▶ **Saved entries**
--------

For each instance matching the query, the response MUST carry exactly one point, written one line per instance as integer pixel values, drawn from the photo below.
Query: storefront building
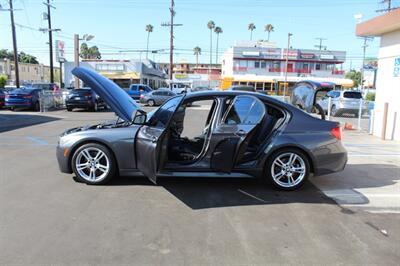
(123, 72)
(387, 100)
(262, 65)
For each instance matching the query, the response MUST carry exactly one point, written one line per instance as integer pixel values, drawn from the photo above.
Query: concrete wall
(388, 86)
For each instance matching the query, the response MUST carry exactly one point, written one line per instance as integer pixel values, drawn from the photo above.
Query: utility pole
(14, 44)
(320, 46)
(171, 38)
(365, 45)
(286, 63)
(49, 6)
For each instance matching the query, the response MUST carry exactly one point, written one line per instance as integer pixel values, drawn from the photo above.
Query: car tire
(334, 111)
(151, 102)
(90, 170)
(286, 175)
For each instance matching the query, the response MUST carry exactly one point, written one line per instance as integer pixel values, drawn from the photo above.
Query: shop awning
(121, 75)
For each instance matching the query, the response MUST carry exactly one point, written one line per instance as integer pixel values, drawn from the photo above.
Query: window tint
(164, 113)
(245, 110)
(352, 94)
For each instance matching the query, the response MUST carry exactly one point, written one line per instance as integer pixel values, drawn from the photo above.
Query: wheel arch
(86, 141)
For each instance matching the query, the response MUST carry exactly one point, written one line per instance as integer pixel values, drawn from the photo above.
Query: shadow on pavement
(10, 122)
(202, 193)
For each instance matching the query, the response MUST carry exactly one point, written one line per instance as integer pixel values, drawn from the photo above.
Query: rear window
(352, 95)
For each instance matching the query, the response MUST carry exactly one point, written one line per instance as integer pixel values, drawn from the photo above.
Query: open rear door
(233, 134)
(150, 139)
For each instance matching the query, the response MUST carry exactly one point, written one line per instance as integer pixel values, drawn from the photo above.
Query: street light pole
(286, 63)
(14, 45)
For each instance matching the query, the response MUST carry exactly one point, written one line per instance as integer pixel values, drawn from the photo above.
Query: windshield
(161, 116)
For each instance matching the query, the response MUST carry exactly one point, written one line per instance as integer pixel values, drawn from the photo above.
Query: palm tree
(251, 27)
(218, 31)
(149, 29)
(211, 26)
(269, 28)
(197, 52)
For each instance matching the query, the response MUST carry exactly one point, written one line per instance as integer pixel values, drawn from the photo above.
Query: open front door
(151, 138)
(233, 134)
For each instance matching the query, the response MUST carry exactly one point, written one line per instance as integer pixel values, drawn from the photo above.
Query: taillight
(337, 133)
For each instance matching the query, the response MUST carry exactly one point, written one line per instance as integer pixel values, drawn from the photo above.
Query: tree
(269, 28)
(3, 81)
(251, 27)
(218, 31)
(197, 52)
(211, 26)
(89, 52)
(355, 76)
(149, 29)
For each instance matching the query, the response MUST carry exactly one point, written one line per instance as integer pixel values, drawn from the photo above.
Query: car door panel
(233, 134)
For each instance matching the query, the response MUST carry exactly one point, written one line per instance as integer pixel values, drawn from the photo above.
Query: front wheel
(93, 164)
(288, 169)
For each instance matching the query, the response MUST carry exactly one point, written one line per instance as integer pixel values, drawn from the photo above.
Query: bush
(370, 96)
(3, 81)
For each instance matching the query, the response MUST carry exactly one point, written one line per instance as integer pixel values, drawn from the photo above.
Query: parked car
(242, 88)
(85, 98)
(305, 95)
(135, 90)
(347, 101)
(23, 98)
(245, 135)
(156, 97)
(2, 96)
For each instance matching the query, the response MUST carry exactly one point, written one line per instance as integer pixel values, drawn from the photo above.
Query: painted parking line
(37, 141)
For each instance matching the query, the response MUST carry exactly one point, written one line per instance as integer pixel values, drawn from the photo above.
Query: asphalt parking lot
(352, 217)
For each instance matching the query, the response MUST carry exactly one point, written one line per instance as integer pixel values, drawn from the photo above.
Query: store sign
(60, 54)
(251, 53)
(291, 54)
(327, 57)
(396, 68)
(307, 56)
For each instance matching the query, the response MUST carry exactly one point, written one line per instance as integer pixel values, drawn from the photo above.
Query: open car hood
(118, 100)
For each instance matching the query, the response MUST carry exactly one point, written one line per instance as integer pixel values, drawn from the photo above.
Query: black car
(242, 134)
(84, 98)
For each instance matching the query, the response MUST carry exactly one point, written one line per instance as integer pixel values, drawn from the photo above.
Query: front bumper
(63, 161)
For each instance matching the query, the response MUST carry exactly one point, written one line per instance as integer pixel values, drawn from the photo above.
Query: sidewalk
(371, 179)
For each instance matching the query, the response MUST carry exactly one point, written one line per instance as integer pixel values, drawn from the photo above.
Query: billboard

--------

▶ **Activity**
Reproduce each entry precisely. Leave the pictures out.

▶ **Task response**
For each instance matching the query, the response MUST carry exactly one point, written one line per instance as integer pixel values, drawn from the photo below.
Query: storefront building
(123, 72)
(387, 100)
(262, 65)
For each instance matching the query, the response MUST carry exactly one point, written one line per instance as integer pixel values, drawn from the photo above.
Query: concrete wall
(388, 86)
For each instance matching the query, the response MUST carry exactly one point, written one line per instance as integer pixel values, drawn from the photo above.
Query: utility pole
(14, 44)
(320, 46)
(171, 38)
(365, 45)
(286, 63)
(49, 6)
For each instance matching the query, the response MUST carry exactly one point, written one line per instance as integer pixel values, drawn from the photo above.
Query: car tire
(334, 111)
(151, 102)
(90, 170)
(286, 175)
For each instance matching the query, the response MUST carry exactly one point, written one line per instance as integer pixel values, drawn from the photo above.
Query: shop awning
(121, 75)
For each instance matching the query, the response MUST carry exactly one point, written one line per instance as integer pixel values, drawn from the photo above.
Query: window tint
(164, 113)
(245, 110)
(352, 94)
For each instance matching the query, the response MUST carry exactly one point, written one line per instance as integer pixel values, drawn from the photo above.
Query: wheel arch
(86, 141)
For each instance matching the query, the response MUST carry exactly one point, written one line per instance as integer pixel values, drawn from the photo above.
Query: shadow on pavement
(10, 122)
(202, 193)
For each instance matching the query, the response MUST carry exactly one point, written one line per instance as integer pixel values, drawn from the photo above.
Query: rear window
(352, 95)
For each instance matching the query, the response MUST carry exactly one point, written one line per instance as integer pixel values, drawn from the photo above.
Query: open rear door
(233, 134)
(150, 139)
For each instance matching the query, the response MUST carry exactly one point, written one line per instance as integer pixel values, drawn from the photo above.
Query: street light pole
(286, 63)
(14, 45)
For each instance matching the query, the response MUST carry exactly one point, written one line per instance as integer pixel values, drawn from the photo above.
Query: windshield
(161, 116)
For each instance matching the query, the response MUST carry exactly one point, written one line per instance as integer pixel values, drawn from the photo above.
Query: palm tree
(251, 27)
(218, 31)
(149, 29)
(211, 26)
(269, 28)
(197, 52)
For each instance matching the query, the response MUST carry exactly one point, written one line per instance as integer pixel values, drawn from the photo above.
Query: open front door
(151, 138)
(233, 134)
For each instance matching the query, the response MUST carry exactly one point, written one line per instance as integer pixel values, drawn from the photo above.
Query: taillight
(337, 133)
For each instance matching the query, the response MUST carry exactly one point, written one line per instance as integer pixel values, drawn from the photo above.
Query: tree
(269, 28)
(3, 81)
(251, 27)
(218, 31)
(197, 52)
(211, 26)
(89, 52)
(355, 76)
(149, 29)
For each instance matching the query, the response MUST carry exactly one point, written one line per instance as integer pixel values, drawn from the photo above.
Query: car door panel
(233, 134)
For each instance matching the query, the response MUST carry exactly one point, written one line per instance as integer pixel values, drawn from the photo above.
Query: front wheel
(93, 164)
(288, 169)
For each instance matching the query, the response MUST carry exactly one point, written one line per instance as integer pixel values, drawn from the photo above.
Query: bush
(370, 96)
(3, 81)
For each instance matching the query, the response MUST carry exactly one point, written one line per instance as integer pixel values, drawn from the photo above.
Query: parked car
(242, 88)
(85, 98)
(305, 95)
(135, 90)
(347, 101)
(23, 98)
(245, 135)
(156, 97)
(2, 96)
For each instance matching the query, the response MUST carry exactly one point, written one line per instance as integer pixel values, drawn from the photo above.
Query: painted parking line
(37, 141)
For each instance matching the query, the response MUST carry exactly one point, written one line per instance as integer pixel values, drawn from the photo above.
Query: asphalt parking lot
(352, 217)
For each instance matching the query, the response MUST carry exactly one point, written one line per instance as integer pixel values, drawn from the photo above.
Query: store sign
(60, 54)
(251, 53)
(291, 54)
(327, 57)
(396, 68)
(307, 56)
For each instance matching the query, the response MUST carry exactly one point, written one line per instance as integer pixel values, drawn from the photo above.
Query: open car hood
(118, 100)
For each instance matching the query, the response MUST carry exactly one point, written one line per instance as integer pixel values, drawn from the photo above.
Query: black car
(242, 134)
(84, 98)
For each instance matching the query, the response MUST carry exactly one point, written one line per instance as integer pixel values, drawn from the photo above.
Query: front bumper
(63, 161)
For each instance matching the query, the response MUST carry exactly one point, written one line per instance as integer pixel values, drawn from the photo above.
Query: sidewalk
(371, 179)
For each instance matching the query, the response MUST carry exactly one point, written one line per instance as integer pixel values, drawn from the photo above.
Query: billboard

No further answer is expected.